Rewrite every line of the rows below as a numbered list, skipping any blank lines and leaving the pictures out.

** start **

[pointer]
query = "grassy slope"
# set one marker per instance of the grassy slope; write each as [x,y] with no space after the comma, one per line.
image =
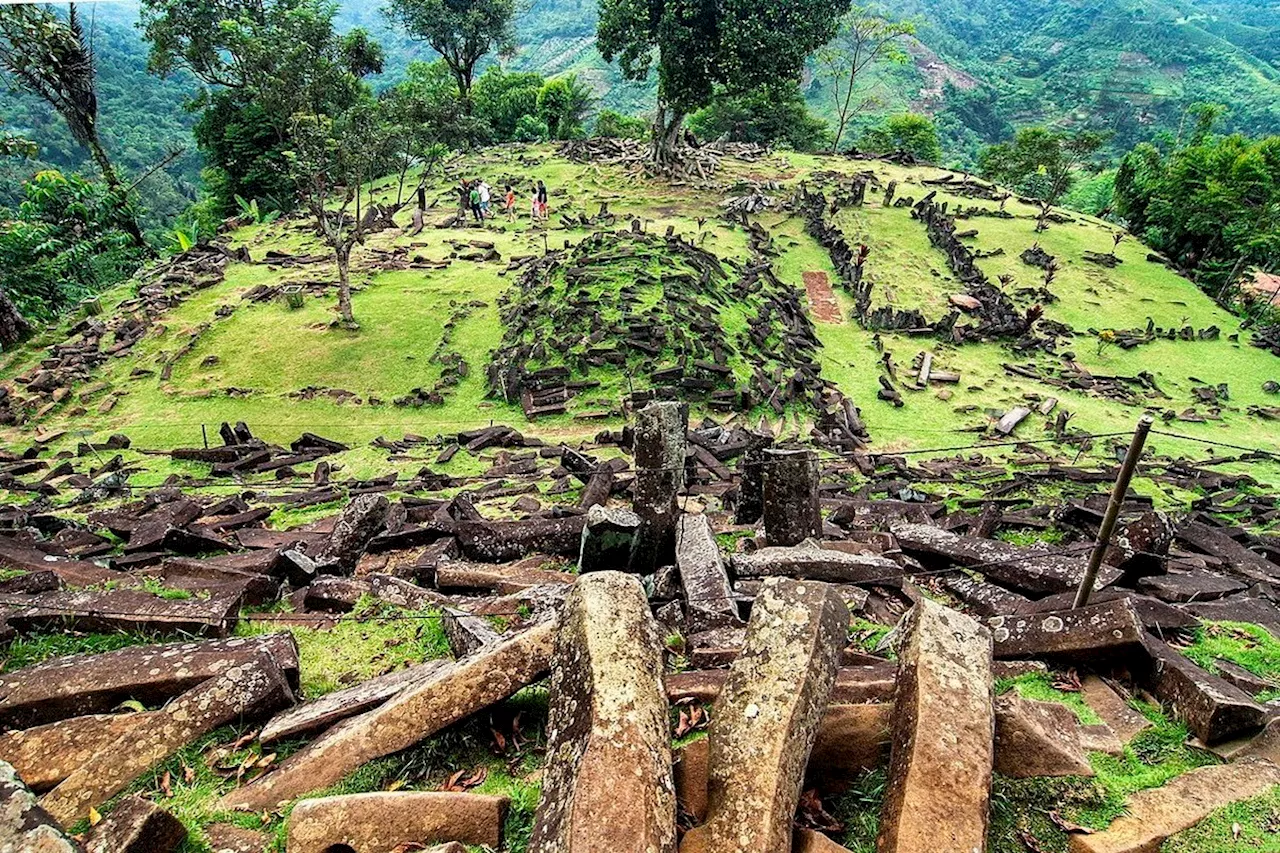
[272,351]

** end **

- [Response for this exercise]:
1. [pointer]
2. query = "grassy slope"
3. # set one marker per instance of the grassy slope; write each as [x,y] with no space after the comma, one per line.
4. image =
5. [272,351]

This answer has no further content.